[TASK PROMPT] Write each line exactly as it stands, from the line containing "Exercise. Spot the atom" through the end of the data.
--
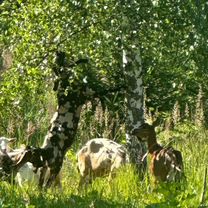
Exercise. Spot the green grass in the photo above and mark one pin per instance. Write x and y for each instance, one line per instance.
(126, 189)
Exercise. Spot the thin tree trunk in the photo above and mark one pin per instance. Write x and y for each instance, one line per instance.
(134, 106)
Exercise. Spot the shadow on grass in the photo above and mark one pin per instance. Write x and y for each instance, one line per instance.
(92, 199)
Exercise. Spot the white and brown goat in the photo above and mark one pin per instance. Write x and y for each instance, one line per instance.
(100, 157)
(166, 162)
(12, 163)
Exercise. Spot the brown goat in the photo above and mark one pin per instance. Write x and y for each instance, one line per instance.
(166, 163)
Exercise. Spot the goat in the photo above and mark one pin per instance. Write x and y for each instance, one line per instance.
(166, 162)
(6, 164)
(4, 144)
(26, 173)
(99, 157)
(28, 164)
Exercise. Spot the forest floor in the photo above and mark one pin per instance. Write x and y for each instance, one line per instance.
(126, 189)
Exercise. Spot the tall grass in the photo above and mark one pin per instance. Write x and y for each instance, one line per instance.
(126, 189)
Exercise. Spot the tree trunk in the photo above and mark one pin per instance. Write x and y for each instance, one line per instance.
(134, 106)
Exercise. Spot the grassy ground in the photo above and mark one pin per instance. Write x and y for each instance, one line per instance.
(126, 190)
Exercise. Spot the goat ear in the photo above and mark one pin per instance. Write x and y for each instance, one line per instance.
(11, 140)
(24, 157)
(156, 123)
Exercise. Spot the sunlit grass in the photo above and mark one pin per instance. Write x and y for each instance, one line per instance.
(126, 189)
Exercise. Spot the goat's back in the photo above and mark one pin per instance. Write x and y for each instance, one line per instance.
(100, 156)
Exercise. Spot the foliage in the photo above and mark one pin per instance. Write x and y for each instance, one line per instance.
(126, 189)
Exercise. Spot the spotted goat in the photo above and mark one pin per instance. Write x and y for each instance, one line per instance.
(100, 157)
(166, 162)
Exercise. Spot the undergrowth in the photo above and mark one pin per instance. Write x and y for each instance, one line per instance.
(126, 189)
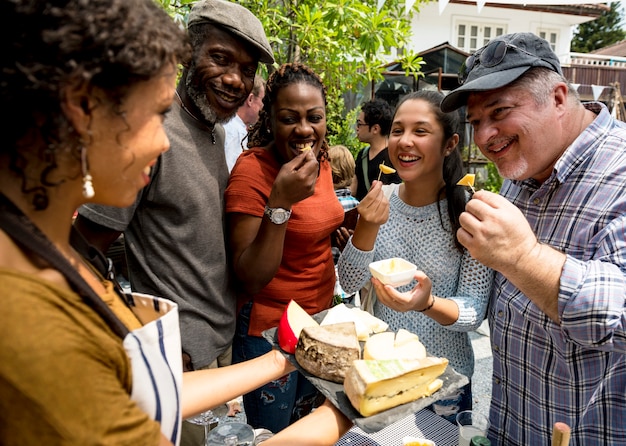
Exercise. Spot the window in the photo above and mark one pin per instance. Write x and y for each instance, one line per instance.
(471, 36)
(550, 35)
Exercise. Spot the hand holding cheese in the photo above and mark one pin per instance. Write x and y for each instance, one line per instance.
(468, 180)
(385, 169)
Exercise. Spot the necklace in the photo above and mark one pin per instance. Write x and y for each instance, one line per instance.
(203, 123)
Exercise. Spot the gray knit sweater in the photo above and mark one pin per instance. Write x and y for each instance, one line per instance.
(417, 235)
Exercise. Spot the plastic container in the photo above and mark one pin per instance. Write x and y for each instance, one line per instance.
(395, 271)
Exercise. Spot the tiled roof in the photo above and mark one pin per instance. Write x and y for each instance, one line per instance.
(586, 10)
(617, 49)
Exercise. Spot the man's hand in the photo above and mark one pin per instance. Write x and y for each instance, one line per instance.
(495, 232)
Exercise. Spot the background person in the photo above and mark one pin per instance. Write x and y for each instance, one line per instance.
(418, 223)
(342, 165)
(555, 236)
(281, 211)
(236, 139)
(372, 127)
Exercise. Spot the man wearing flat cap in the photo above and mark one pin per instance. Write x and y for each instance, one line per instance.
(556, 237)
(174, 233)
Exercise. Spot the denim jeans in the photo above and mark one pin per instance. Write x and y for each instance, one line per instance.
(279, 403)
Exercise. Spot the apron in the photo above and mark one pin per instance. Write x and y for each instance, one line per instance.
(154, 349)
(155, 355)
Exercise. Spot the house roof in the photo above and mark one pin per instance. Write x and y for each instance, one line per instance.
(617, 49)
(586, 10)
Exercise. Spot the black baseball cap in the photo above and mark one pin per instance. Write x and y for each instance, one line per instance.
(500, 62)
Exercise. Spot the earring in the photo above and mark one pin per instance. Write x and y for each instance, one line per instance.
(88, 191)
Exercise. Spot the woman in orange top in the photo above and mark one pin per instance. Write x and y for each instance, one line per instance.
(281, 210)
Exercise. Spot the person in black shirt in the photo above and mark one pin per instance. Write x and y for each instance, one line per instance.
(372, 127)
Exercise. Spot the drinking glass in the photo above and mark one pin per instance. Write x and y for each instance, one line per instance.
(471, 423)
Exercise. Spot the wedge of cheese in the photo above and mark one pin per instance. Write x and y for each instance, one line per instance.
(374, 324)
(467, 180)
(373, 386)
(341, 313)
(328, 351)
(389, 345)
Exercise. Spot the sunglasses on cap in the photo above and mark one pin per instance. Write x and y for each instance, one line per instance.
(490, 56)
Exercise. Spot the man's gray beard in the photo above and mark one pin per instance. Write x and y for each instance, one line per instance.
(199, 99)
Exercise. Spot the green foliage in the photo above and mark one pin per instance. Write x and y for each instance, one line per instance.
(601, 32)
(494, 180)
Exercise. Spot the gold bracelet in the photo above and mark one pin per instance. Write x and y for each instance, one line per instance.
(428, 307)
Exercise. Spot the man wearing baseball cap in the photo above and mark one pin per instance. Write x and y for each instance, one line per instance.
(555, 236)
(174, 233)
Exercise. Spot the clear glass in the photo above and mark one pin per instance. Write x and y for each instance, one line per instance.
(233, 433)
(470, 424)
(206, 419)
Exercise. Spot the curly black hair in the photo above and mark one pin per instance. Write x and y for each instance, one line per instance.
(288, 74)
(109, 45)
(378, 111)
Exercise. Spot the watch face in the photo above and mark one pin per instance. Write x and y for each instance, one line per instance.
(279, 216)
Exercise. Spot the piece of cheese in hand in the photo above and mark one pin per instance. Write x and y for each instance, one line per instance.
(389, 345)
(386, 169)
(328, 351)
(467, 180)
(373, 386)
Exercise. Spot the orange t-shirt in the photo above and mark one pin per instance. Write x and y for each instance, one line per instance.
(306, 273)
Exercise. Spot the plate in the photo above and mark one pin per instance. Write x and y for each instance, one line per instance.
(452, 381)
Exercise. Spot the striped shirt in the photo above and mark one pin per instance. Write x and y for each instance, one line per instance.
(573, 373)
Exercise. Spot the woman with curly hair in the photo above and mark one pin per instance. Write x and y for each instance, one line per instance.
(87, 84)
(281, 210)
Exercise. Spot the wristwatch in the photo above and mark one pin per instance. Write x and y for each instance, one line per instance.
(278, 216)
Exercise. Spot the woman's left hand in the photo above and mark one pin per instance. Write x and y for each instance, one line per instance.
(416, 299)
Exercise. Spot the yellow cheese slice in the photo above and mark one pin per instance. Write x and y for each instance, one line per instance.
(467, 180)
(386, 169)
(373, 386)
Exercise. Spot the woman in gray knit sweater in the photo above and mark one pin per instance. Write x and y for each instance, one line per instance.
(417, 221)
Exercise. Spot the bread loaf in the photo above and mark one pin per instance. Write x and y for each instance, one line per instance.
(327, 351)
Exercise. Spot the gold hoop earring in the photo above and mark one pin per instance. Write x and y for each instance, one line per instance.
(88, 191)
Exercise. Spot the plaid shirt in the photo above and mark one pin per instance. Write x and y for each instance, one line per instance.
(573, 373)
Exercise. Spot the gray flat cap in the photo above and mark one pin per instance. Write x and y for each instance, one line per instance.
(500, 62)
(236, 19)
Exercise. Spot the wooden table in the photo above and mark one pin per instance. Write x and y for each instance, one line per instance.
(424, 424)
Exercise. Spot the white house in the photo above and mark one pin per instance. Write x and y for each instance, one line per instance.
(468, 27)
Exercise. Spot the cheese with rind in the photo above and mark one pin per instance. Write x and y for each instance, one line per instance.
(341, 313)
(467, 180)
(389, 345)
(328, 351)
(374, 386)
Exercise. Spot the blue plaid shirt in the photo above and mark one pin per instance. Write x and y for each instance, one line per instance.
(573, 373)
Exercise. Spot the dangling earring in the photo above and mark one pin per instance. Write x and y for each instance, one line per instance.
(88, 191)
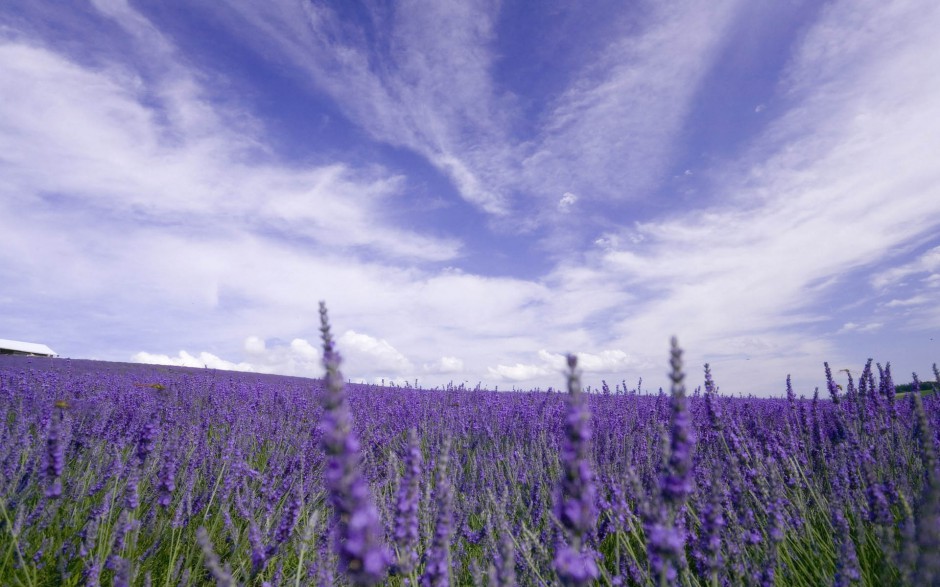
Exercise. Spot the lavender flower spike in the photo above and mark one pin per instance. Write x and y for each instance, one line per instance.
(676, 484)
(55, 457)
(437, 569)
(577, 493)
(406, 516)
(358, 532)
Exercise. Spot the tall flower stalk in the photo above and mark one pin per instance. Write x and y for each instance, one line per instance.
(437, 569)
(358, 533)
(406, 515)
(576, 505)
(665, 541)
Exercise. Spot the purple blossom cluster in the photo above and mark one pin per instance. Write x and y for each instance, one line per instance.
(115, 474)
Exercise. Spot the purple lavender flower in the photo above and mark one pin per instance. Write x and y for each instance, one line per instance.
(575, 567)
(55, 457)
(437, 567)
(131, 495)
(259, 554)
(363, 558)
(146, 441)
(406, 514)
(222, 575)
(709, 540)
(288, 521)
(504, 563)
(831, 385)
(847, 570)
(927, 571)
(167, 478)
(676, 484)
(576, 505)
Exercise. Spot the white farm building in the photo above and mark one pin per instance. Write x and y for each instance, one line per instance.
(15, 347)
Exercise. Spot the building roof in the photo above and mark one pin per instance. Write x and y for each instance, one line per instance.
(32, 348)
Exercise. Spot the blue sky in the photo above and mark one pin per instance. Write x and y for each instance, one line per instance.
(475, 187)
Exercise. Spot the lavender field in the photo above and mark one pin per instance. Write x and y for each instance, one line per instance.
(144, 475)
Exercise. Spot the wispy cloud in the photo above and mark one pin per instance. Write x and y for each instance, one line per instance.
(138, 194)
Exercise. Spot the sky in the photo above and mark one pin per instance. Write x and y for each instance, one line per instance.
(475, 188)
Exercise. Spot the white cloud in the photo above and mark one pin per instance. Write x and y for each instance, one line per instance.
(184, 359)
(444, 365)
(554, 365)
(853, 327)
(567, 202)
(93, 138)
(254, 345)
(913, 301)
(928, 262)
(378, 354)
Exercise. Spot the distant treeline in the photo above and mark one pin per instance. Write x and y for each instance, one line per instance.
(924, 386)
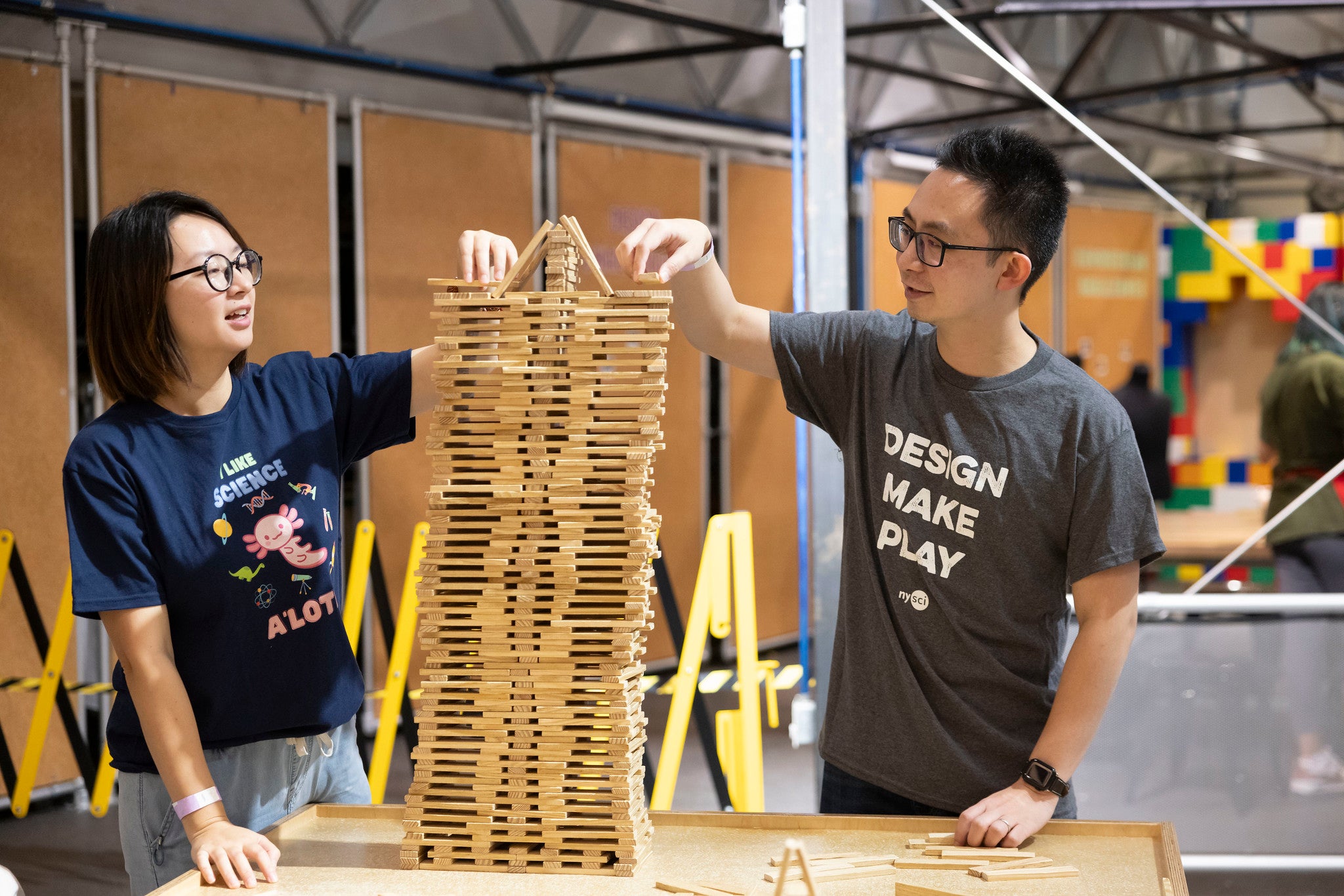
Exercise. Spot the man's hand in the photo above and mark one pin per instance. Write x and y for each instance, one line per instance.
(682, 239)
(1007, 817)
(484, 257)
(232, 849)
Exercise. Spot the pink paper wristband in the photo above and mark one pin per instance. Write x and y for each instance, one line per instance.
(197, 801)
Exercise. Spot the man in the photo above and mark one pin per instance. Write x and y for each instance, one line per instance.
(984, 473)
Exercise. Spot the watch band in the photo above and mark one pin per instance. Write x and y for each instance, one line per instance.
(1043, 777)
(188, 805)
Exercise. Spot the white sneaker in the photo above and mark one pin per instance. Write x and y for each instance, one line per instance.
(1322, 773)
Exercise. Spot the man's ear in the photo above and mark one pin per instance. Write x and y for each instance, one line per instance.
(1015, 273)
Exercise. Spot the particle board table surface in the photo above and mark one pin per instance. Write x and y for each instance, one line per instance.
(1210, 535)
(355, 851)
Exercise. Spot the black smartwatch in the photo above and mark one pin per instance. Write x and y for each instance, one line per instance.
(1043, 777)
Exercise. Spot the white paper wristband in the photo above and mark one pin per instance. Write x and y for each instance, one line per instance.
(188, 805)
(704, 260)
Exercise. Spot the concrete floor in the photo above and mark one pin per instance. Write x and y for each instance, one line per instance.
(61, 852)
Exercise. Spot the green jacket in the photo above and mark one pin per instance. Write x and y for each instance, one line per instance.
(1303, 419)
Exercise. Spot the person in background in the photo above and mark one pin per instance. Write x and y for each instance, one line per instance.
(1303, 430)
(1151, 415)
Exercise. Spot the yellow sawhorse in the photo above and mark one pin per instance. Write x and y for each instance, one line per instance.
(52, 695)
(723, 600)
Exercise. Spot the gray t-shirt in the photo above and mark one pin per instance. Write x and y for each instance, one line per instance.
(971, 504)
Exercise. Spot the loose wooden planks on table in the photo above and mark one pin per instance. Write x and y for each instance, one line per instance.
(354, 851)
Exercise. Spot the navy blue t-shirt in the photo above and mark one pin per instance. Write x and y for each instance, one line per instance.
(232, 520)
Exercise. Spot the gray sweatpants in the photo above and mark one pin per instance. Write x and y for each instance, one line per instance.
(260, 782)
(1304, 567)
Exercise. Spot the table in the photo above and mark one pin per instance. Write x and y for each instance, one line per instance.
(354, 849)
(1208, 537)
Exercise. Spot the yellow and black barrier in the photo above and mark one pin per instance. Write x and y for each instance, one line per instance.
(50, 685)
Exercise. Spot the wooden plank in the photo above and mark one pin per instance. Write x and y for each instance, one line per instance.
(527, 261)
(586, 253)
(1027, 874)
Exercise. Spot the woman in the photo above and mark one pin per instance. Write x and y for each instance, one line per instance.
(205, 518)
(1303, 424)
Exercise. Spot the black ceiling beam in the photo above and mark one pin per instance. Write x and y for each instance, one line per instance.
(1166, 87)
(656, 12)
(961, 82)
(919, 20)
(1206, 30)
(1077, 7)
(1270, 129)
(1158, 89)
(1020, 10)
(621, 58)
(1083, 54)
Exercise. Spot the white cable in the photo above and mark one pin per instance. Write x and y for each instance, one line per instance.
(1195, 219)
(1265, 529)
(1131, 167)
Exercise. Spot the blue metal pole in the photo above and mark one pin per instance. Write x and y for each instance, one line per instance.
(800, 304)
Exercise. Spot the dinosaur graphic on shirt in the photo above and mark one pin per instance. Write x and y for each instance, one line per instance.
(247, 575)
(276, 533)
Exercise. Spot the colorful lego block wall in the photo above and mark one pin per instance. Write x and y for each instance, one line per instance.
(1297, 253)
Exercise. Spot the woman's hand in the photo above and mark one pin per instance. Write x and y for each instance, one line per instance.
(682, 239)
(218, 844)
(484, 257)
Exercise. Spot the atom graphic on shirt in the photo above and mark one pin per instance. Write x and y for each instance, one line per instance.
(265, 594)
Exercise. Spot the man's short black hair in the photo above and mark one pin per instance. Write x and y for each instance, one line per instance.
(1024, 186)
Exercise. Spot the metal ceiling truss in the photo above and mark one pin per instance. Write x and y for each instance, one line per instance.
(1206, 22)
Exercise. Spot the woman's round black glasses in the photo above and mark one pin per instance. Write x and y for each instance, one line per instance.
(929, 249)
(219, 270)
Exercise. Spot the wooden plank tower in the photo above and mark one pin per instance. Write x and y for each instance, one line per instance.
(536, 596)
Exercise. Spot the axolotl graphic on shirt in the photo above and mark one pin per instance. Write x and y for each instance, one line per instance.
--
[THE OUTPUT]
Exercise. Spot the atom graphic on shirt in the photo above and mark one pin per instance. Write x and y for each instance, one line per instance.
(265, 594)
Exercise. Spot the man's short black hair in the photo above and mark one pin per instance. Write x and y for each instance, one line per instance.
(1024, 186)
Exercise. Spot the metal ceiling truss in the photo above and mark one pin per instance. Write x and y for each instance, one line per instance.
(1206, 22)
Exercise. Spot the woman's round black glasses in the photo above and mark one pin per instance. Write x and y for each instance, one line per instance.
(929, 249)
(219, 270)
Exercise. Spot the wooden plank tower in the photo above and mark one pin per instance. Write x and y for each instance, one line per instance.
(536, 596)
Exercise. Spot the axolotl graphic on shirt in the photo above and mark one pin per instance. Write x and y for each instance, one line per instance.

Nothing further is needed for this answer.